Dataset excerpts –
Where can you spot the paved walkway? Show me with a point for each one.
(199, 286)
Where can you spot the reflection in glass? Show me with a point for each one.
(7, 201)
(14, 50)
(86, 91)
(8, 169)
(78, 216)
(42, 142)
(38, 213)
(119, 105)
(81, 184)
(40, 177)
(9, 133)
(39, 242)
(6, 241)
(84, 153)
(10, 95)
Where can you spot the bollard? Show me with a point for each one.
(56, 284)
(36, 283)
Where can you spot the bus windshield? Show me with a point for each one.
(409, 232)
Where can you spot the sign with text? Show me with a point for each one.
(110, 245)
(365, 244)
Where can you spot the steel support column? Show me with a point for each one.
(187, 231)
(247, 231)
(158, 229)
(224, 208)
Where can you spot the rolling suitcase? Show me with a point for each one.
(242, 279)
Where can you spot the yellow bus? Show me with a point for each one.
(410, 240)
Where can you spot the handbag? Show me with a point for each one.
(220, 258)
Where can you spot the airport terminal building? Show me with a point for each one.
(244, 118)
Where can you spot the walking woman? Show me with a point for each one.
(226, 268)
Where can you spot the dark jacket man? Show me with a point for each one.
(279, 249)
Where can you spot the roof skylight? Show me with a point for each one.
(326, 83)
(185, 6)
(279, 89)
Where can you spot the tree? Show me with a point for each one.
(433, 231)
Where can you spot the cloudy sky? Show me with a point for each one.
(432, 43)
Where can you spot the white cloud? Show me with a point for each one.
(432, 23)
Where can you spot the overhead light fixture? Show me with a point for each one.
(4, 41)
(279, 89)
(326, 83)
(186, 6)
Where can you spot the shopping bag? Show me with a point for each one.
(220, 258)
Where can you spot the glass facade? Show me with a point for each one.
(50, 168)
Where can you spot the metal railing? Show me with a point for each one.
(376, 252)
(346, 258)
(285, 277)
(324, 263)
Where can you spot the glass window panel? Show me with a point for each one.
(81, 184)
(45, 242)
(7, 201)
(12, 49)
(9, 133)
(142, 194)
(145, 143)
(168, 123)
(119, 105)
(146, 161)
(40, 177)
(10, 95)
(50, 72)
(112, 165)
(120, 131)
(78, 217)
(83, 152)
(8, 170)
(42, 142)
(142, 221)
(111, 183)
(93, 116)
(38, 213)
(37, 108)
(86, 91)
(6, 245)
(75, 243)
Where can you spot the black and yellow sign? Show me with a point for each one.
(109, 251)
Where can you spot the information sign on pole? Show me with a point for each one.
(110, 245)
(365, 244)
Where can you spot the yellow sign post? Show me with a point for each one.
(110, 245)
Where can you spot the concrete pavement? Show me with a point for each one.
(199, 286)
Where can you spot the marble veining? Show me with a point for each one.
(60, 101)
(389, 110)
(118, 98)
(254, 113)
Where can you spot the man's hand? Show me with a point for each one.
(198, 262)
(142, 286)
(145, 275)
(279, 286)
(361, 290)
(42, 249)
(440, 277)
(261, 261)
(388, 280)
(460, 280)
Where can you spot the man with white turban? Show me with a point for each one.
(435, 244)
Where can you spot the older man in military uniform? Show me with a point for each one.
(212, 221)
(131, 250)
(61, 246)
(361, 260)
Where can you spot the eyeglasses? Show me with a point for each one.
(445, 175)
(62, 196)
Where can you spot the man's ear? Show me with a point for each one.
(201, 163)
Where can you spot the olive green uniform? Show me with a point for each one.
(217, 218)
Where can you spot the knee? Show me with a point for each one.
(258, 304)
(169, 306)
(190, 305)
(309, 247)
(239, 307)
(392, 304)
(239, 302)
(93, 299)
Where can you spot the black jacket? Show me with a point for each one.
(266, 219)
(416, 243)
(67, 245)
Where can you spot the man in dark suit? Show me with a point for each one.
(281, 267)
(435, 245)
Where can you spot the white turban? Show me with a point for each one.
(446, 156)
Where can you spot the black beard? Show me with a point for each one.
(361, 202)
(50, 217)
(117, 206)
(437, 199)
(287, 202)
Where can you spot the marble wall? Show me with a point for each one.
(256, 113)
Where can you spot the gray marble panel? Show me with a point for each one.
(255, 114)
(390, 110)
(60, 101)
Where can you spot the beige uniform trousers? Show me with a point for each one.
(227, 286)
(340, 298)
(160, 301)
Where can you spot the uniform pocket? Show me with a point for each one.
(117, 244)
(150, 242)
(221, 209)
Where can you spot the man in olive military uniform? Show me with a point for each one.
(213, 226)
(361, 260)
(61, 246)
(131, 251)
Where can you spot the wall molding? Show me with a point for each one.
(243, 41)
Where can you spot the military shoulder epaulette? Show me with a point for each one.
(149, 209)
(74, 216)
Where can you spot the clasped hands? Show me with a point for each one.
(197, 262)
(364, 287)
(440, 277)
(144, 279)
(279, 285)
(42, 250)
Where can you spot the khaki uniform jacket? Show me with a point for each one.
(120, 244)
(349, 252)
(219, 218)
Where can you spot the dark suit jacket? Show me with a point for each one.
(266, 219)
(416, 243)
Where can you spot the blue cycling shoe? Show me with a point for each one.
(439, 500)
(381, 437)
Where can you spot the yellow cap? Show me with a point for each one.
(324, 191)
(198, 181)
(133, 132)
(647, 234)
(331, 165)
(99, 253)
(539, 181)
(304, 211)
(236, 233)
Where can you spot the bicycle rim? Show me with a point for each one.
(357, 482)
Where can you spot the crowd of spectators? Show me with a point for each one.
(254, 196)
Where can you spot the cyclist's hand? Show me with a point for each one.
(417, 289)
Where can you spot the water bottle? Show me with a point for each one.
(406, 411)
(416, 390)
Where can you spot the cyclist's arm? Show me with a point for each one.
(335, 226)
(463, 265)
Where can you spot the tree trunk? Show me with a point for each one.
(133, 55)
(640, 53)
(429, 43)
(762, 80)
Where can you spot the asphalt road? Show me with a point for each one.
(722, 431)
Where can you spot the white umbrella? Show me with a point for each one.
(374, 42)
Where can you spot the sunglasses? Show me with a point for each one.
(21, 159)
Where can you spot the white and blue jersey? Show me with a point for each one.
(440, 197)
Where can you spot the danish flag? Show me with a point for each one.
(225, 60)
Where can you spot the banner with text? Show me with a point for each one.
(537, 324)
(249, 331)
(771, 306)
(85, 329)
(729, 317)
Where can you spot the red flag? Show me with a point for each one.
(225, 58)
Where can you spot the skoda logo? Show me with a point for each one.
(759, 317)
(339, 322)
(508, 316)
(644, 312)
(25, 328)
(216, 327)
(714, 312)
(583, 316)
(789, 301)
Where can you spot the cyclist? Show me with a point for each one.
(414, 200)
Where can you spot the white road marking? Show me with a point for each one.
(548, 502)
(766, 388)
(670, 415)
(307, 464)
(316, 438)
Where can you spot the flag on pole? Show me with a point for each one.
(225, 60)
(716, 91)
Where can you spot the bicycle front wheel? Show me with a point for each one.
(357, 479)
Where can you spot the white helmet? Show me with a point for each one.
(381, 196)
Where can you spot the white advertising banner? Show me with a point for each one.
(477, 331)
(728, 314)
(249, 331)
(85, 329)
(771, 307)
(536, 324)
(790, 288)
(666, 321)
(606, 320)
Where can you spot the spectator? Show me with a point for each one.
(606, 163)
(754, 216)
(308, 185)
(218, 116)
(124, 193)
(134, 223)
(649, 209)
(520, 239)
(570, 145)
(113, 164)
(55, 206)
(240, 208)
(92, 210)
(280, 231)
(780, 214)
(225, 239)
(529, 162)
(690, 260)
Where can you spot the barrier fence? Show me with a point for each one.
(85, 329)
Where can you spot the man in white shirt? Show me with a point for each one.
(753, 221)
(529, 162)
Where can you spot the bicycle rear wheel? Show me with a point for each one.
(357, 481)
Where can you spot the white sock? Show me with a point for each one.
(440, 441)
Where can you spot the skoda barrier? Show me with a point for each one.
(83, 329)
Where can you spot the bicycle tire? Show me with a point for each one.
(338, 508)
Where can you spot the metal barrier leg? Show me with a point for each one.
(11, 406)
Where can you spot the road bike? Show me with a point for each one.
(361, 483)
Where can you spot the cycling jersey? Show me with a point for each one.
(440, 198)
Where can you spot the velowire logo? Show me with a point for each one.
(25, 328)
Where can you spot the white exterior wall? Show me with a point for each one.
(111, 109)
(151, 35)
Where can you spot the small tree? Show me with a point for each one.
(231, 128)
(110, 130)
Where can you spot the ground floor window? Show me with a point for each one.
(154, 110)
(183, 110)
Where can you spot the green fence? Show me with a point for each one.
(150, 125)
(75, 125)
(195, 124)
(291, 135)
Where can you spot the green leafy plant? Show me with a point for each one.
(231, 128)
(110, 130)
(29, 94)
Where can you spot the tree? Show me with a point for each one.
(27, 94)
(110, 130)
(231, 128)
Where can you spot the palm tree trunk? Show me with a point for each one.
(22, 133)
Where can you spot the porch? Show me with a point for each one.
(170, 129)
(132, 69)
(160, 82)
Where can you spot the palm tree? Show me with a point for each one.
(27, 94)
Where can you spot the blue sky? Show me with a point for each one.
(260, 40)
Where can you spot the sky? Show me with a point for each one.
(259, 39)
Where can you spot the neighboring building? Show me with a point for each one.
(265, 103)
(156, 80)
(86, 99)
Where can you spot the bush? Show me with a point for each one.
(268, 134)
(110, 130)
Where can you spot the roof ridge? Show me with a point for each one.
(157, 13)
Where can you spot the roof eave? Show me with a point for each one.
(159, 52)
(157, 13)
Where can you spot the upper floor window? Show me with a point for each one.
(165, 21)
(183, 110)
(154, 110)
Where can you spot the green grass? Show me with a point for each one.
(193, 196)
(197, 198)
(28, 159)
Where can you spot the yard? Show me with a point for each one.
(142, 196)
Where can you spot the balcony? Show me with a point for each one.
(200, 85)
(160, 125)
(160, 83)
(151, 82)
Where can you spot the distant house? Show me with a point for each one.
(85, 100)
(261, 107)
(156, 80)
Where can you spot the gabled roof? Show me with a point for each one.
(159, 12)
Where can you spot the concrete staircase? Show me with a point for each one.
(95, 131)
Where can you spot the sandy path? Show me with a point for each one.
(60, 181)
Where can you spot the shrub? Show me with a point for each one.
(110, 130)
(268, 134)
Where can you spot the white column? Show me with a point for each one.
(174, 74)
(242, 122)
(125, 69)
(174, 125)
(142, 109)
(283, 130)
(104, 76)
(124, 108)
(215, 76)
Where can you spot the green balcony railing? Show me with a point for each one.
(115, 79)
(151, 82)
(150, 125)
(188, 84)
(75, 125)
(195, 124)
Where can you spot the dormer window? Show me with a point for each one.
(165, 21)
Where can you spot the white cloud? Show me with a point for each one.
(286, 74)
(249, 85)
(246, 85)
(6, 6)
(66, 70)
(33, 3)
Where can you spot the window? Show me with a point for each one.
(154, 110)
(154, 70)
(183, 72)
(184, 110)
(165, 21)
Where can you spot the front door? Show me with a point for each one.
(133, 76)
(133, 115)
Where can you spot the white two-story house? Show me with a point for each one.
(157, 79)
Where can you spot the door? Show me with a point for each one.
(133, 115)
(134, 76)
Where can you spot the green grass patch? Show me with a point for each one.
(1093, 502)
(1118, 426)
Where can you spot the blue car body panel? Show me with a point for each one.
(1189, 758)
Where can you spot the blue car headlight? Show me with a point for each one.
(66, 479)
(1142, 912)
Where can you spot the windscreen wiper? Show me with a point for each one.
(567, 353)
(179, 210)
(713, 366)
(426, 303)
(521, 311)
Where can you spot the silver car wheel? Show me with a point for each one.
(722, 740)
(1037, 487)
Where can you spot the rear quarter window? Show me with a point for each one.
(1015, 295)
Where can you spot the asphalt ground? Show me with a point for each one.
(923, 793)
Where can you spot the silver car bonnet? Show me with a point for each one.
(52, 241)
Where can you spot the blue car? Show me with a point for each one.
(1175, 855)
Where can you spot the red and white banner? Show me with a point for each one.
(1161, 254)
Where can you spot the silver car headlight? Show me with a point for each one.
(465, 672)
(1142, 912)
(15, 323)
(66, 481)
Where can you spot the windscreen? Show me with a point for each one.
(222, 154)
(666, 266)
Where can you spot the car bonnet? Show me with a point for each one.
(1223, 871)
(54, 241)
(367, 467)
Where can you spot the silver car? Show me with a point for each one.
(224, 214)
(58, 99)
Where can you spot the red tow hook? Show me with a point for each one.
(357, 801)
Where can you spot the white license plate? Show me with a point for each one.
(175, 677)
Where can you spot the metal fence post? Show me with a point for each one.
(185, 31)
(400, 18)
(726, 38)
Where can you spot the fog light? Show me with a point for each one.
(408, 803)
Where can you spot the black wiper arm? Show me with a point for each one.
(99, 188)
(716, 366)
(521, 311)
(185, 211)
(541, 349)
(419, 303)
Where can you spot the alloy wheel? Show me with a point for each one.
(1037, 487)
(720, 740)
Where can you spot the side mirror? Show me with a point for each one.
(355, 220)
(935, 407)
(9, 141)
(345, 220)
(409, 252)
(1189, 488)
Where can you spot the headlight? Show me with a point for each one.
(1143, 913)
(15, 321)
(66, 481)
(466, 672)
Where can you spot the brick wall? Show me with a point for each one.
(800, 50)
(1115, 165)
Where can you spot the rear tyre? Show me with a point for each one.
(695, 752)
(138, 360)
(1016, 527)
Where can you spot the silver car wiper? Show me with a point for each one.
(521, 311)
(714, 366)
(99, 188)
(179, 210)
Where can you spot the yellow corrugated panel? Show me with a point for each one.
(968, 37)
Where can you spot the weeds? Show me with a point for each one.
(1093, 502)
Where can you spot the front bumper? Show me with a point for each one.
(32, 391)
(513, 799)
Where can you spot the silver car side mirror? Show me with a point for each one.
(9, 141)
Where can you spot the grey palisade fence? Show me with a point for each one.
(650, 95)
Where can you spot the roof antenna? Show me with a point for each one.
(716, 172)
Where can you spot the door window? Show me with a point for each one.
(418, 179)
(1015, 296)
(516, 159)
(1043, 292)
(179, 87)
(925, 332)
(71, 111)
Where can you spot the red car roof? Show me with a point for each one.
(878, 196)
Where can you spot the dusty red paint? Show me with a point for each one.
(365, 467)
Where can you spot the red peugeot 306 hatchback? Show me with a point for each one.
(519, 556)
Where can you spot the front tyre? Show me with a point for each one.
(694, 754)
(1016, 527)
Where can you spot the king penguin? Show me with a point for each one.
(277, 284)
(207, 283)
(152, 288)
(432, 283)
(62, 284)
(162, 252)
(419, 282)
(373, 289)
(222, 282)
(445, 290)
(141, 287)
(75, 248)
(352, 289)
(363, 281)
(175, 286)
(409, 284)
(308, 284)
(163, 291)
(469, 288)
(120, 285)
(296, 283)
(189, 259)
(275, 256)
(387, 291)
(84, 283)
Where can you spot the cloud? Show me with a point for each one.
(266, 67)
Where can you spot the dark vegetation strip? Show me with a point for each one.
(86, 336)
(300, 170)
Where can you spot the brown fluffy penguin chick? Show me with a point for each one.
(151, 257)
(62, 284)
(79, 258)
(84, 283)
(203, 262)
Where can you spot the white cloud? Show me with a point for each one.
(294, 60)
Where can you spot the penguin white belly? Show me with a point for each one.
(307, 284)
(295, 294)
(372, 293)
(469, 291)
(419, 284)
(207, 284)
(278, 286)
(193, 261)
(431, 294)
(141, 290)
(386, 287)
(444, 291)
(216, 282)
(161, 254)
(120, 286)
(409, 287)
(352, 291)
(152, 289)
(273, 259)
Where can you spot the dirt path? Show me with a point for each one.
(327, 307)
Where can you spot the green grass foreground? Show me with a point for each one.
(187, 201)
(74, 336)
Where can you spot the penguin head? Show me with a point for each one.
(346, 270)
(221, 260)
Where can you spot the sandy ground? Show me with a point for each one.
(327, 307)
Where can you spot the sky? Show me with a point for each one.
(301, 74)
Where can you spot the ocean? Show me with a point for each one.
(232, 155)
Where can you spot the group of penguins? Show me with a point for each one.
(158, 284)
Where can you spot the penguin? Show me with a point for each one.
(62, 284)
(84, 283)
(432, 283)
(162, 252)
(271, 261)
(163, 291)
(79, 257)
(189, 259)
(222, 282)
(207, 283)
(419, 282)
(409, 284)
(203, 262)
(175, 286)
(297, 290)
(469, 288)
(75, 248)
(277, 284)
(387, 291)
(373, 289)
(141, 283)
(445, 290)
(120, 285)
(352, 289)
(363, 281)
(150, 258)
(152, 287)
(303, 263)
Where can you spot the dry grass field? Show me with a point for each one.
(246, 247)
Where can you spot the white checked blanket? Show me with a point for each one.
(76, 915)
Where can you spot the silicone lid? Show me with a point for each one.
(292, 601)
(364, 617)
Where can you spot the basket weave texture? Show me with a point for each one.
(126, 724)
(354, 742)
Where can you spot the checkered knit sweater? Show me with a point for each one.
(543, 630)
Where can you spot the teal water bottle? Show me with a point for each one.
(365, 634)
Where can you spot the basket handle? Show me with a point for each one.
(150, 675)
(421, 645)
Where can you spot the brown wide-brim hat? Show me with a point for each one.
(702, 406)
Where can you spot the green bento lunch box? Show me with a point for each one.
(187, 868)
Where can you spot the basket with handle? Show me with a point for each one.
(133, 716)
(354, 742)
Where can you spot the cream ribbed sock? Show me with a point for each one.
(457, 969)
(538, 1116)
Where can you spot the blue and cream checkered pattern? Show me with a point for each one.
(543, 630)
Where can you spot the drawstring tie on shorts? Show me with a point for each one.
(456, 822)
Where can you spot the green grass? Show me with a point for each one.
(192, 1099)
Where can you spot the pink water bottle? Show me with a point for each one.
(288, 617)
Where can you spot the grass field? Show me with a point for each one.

Written task – Print exactly the lines from the one with "Where can you spot the white checked" through the end of the data, inclusive.

Solved exercise –
Where can you spot the white checked blanket? Show me with a point for each one.
(76, 915)
Where can you spot the silicone lid? Show me with a point for each one.
(292, 601)
(364, 617)
Where can you spot the basket weave texture? Show me with a point for each one.
(126, 724)
(354, 742)
Where can you spot the checkered knit sweater? Show me with a point for each one.
(543, 630)
Where can you spot the teal water bottle? Show me with a point for each one.
(365, 634)
Where can you spot the basket handle? Show me with a point for each one.
(150, 675)
(421, 645)
Where can you spot the brown wide-brim hat? Show me with a point for each one.
(702, 406)
Where can you spot the green bento lunch box? Show me with a point for each one.
(187, 868)
Where can you spot the basket with handle? Show me with a point for each one.
(133, 716)
(354, 742)
Where can you spot the cream ribbed sock? Show me with a point for each one.
(457, 969)
(538, 1116)
Where can you spot the blue and cream checkered pattern? Show me with a point for each one.
(543, 630)
Where can you spot the drawstring tie on shorts? Show me with a point for each one.
(456, 822)
Where can you spot the green grass? Show me with a point for each one.
(192, 1099)
Where can you spot the pink water bottle? Show me with a point for each one.
(288, 617)
Where can you spot the grass field? Show me with a point for each one.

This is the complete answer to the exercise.